▸ **Written request**:
Reproduce all of the following lines word for word, without any alteration.

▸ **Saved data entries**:

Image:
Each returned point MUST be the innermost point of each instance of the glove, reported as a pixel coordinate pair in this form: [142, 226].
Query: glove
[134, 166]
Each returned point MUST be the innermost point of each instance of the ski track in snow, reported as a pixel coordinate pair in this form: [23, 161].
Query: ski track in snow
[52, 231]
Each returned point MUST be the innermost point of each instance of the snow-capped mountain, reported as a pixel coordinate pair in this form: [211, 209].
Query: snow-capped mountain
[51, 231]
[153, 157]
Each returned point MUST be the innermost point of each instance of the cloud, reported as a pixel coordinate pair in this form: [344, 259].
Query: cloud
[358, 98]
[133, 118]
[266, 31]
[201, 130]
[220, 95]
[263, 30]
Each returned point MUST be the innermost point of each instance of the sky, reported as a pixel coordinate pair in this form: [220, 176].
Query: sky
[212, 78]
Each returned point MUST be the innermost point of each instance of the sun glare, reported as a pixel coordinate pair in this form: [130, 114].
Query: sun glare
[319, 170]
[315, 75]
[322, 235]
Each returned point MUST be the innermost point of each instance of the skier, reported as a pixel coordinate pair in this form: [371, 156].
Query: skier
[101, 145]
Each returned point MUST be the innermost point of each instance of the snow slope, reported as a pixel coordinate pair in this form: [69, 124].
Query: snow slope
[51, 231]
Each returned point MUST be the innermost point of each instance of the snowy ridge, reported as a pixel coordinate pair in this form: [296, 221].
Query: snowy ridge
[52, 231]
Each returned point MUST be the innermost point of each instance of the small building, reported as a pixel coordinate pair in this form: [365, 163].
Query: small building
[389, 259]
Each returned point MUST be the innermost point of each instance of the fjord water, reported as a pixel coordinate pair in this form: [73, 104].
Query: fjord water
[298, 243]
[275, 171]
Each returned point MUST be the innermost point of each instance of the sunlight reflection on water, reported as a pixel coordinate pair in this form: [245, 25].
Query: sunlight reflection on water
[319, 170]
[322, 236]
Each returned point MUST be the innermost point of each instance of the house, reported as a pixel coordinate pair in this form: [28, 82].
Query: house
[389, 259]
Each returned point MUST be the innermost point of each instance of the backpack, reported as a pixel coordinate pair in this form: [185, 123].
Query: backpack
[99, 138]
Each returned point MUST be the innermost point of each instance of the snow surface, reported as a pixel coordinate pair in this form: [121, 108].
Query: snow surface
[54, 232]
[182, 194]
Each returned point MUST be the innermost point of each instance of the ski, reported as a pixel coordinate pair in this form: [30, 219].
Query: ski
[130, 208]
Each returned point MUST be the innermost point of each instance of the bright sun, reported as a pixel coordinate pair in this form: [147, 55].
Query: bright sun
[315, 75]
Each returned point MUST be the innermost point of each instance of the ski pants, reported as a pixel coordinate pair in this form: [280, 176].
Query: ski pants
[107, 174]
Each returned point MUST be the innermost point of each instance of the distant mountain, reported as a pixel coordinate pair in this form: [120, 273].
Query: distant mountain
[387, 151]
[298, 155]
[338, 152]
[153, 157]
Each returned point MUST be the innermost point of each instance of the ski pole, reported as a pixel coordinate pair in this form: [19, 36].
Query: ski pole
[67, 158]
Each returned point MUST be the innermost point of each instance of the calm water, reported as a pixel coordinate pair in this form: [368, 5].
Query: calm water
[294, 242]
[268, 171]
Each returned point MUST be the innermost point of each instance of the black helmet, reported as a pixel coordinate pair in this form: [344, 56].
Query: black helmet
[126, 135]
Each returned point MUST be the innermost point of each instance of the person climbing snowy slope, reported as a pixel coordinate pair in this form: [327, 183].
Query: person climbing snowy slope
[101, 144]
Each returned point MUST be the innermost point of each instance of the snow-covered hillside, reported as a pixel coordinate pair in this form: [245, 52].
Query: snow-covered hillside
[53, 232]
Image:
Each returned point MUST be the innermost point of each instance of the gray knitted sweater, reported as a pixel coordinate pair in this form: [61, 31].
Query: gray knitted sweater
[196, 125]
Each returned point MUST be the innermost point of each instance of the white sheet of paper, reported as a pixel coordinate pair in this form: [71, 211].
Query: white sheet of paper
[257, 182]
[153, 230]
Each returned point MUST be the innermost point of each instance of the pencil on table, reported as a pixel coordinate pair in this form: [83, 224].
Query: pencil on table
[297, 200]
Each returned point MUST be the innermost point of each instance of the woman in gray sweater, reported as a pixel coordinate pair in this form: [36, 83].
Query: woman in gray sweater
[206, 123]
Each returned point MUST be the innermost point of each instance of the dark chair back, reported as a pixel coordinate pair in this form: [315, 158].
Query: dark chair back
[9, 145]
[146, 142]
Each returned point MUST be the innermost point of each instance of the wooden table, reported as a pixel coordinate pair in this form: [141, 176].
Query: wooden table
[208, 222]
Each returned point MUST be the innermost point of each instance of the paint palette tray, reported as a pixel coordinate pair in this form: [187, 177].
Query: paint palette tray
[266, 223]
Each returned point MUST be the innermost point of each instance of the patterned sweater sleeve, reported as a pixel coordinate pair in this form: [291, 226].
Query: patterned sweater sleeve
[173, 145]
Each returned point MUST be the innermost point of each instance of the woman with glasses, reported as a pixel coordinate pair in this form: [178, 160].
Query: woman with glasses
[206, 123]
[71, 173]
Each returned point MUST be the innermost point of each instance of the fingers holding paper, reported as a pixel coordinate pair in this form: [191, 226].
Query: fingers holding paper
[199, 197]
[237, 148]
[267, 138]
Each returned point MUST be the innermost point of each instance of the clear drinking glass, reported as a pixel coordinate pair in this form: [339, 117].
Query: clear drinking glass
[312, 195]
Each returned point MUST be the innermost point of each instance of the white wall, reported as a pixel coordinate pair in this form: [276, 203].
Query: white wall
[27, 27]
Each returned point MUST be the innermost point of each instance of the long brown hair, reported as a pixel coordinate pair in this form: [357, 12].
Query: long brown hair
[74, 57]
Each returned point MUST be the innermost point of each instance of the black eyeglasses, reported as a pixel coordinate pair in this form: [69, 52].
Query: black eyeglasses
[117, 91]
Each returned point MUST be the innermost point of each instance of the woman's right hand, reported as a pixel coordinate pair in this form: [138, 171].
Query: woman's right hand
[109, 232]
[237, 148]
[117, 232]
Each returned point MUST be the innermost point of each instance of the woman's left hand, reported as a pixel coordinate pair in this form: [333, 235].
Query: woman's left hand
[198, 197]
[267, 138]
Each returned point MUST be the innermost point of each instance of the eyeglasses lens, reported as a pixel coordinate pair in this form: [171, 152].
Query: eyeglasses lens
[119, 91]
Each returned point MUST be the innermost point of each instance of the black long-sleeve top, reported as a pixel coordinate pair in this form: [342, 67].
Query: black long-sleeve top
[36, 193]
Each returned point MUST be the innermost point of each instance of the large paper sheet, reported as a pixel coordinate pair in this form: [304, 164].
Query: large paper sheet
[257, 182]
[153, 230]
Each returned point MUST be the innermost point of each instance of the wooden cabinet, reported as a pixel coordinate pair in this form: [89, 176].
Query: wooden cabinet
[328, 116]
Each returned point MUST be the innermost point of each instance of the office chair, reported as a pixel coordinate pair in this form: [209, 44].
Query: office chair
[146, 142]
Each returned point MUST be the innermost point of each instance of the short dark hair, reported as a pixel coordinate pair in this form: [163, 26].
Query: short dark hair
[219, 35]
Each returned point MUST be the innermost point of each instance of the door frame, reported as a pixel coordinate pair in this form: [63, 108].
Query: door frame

▸ **Output**:
Image:
Each returned point MUST be the innermost point of each instance of the glove, reported as a pixel coordinate pair in this form: [142, 226].
Query: glove
[134, 166]
Each returned point MUST be the innermost point of each instance of the ski track in snow, reported as a pixel coordinate pair in this form: [23, 161].
Query: ski track in snow
[52, 231]
Each returned point MUST be the innermost point of each instance of the snow-capped mountain, reported as a pixel coordinate pair in this form: [211, 209].
Query: snow-capped mountain
[51, 231]
[153, 157]
Each returned point MUST be the innermost point of each instance of the cloud, reported as a pixel coordinate pair in this form: [344, 259].
Query: cloud
[358, 98]
[133, 118]
[266, 31]
[201, 130]
[220, 95]
[263, 30]
Each returned point MUST be the innermost point of each instance of the sky, reported as a pixel coordinate pair in this form: [220, 176].
Query: sky
[212, 78]
Each returned point MUST be the innermost point of each instance of the sun glare, reported as a pixel coordinate pair in this form: [130, 114].
Query: sun glare
[319, 170]
[315, 75]
[322, 235]
Each returned point MUST be the innermost point of each instance of the skier, reported as a pixel coordinate pair in this form: [371, 156].
Query: skier
[101, 145]
Each returned point MUST be the innermost point of each instance of the snow slope, reported as a pixel coordinate pair in this form: [69, 124].
Query: snow slope
[51, 231]
Each returned point MUST be the innermost point of each instance of the snowy ridge, reported as a pixel coordinate pair in this form: [296, 221].
Query: snowy ridge
[52, 231]
Each returned point MUST be the innermost point of each instance of the small building, reported as a pixel coordinate pair in this form: [365, 163].
Query: small building
[389, 259]
Each returned point MUST be the innermost point of each instance of the fjord water, reported as a pixel coordinate pair in this form: [73, 104].
Query: fjord water
[298, 243]
[275, 171]
Each returned point MUST be the innermost point of each instance of the sunlight reflection on water, reported as a pixel coordinate pair in this form: [245, 25].
Query: sunlight reflection on water
[319, 170]
[322, 236]
Each returned point MUST be the innermost point of each instance of the house, reported as a pixel coordinate pair in this form: [28, 82].
Query: house
[389, 259]
Each returned point MUST be the innermost point of each instance of the backpack, reported as a pixel coordinate pair in this form: [185, 123].
Query: backpack
[99, 138]
Each returned point MUST be the innermost point of each instance of the snow surface, reported as a pixel coordinate pair in this form: [121, 108].
Query: snow surface
[54, 232]
[182, 194]
Each returned point MUST be the innermost point of each instance of the ski, reported as a pixel coordinate pair in this form: [30, 219].
Query: ski
[130, 208]
Each returned point MUST be the innermost point of each instance of the bright sun, reported as a pixel coordinate pair in this form: [147, 55].
Query: bright sun
[315, 75]
Each returned point MUST be the innermost point of each instance of the ski pants, reported as a pixel coordinate pair in this form: [280, 176].
Query: ski pants
[107, 174]
Each returned point MUST be the innermost point of each instance of the distant mountain, reported as a pixel coordinate pair in this form: [120, 273].
Query: distant mountain
[387, 151]
[298, 155]
[338, 152]
[153, 157]
Each returned point MUST be the innermost point of each instance of the ski pole, reported as a pixel coordinate pair in this form: [19, 36].
Query: ski pole
[67, 158]
Each returned point MUST be the innermost point of each instance of the calm water, reported as a pixel coordinate pair in this form: [368, 5].
Query: calm water
[294, 242]
[268, 171]
Each returned point MUST be the innermost point of each instance of the black helmet, reported as a pixel coordinate pair in this form: [344, 56].
Query: black helmet
[126, 135]
Each returned point MUST be the innermost point of each instance of the person climbing snowy slope, reported as a pixel coordinate pair in this form: [327, 183].
Query: person climbing snowy slope
[101, 144]
Each returned point MUST be the innermost point of each instance of the snow-covered hillside, reported as a pixel coordinate pair in this form: [245, 52].
Query: snow-covered hillside
[53, 232]
Image:
Each returned point MUST be the innermost point of each instance of the gray knitted sweater, reported as a pixel coordinate pair in this form: [61, 31].
Query: gray knitted sweater
[196, 125]
Each returned point MUST be the innermost point of each instance of the white sheet of paper, reported as a pixel coordinate pair in this form: [71, 211].
Query: white sheet of paper
[257, 182]
[153, 230]
Each returned point MUST be the innermost point of each instance of the pencil on table, reported as a pixel coordinate pair in this form: [83, 224].
Query: pencil on table
[297, 200]
Each returned point MUST be the innermost point of each instance of the woman in gray sweater, reported as a pixel coordinate pair in this form: [36, 83].
Query: woman in gray sweater
[206, 123]
Each returned point MUST be the innermost point of each instance of the dark chair back, reported as a pixel coordinate pair in this form: [315, 158].
Query: dark chair back
[9, 145]
[146, 142]
Each returned point MUST be the innermost point of each instance of the wooden table, reported as a pixel coordinate pair in this form: [141, 176].
Query: wooden table
[208, 222]
Each returned point MUST be the innermost point of each instance of the paint palette tray, reported as a pixel coordinate pair in this form: [187, 177].
Query: paint palette tray
[266, 223]
Each returned point MUST be the innermost point of each instance of the patterned sweater sleeve, reported as a pixel coordinate pair in this form: [291, 226].
Query: patterned sweater sleeve
[173, 145]
Each returned point MUST be the innermost point of each instance of the woman with glasses, reported as a pixel coordinate pair in this form: [178, 160].
Query: woman with glasses
[206, 123]
[71, 173]
Each returned point MUST be the innermost point of each instance of the fingers holding paper, reported as a pixel coordinate pair in this form: [191, 226].
Query: fingers holding paper
[199, 197]
[237, 148]
[267, 138]
Each returned point MUST be the innermost point of each instance of the clear drinking glass, reported as a pixel coordinate pair in this form: [339, 117].
Query: clear drinking glass
[312, 195]
Each returned point MUST be the innermost point of each instance of the white wall, reported as a pixel coordinate pair in this form: [276, 203].
Query: white wall
[27, 27]
Each returned point MUST be the innermost point of each instance of the long brown hair, reported as a pixel coordinate pair in this form: [357, 12].
Query: long brown hair
[74, 57]
Each returned point MUST be the innermost point of each instance of the black eyeglasses, reported as a pixel coordinate pair in this form: [69, 52].
Query: black eyeglasses
[117, 91]
Each returned point MUST be the innermost point of each instance of the woman's right hand, reported as a pixel coordinate pair in this form: [138, 171].
Query: woman's right hand
[109, 232]
[237, 148]
[117, 232]
Each returned point MUST be the innermost point of each instance of the woman's left hand, reported as a pixel coordinate pair in this form: [333, 235].
Query: woman's left hand
[198, 197]
[267, 138]
Each returned point MUST be the innermost point of each instance of the eyeglasses lens, reported as a pixel coordinate pair in this form: [171, 152].
Query: eyeglasses lens
[119, 91]
Each returned point MUST be the innermost point of each instance of the black long-sleeve top, reported as a pixel coordinate pair in this form: [342, 67].
Query: black long-sleeve top
[36, 193]
Each returned point MUST be the innermost point of each instance of the large paper sheet, reported as a pixel coordinate pair in this form: [304, 164].
Query: large paper sheet
[257, 182]
[153, 230]
Each returned point MUST be the innermost point of each instance of the wooden cabinet, reported as a pixel coordinate pair in this form: [89, 176].
Query: wooden cabinet
[328, 116]
Each returned point MUST be the innermost point of each instance of the office chair, reported as a pixel coordinate pair in this form: [209, 44].
Query: office chair
[146, 142]
Each returned point MUST be the innermost point of each instance of the short dark hair, reported as a pixel coordinate pair in this form: [163, 26].
Query: short dark hair
[219, 35]
Each returned point MUST be the innermost point of each instance of the door frame, reported as a pixel coordinate pair in this form: [63, 108].
Query: door frame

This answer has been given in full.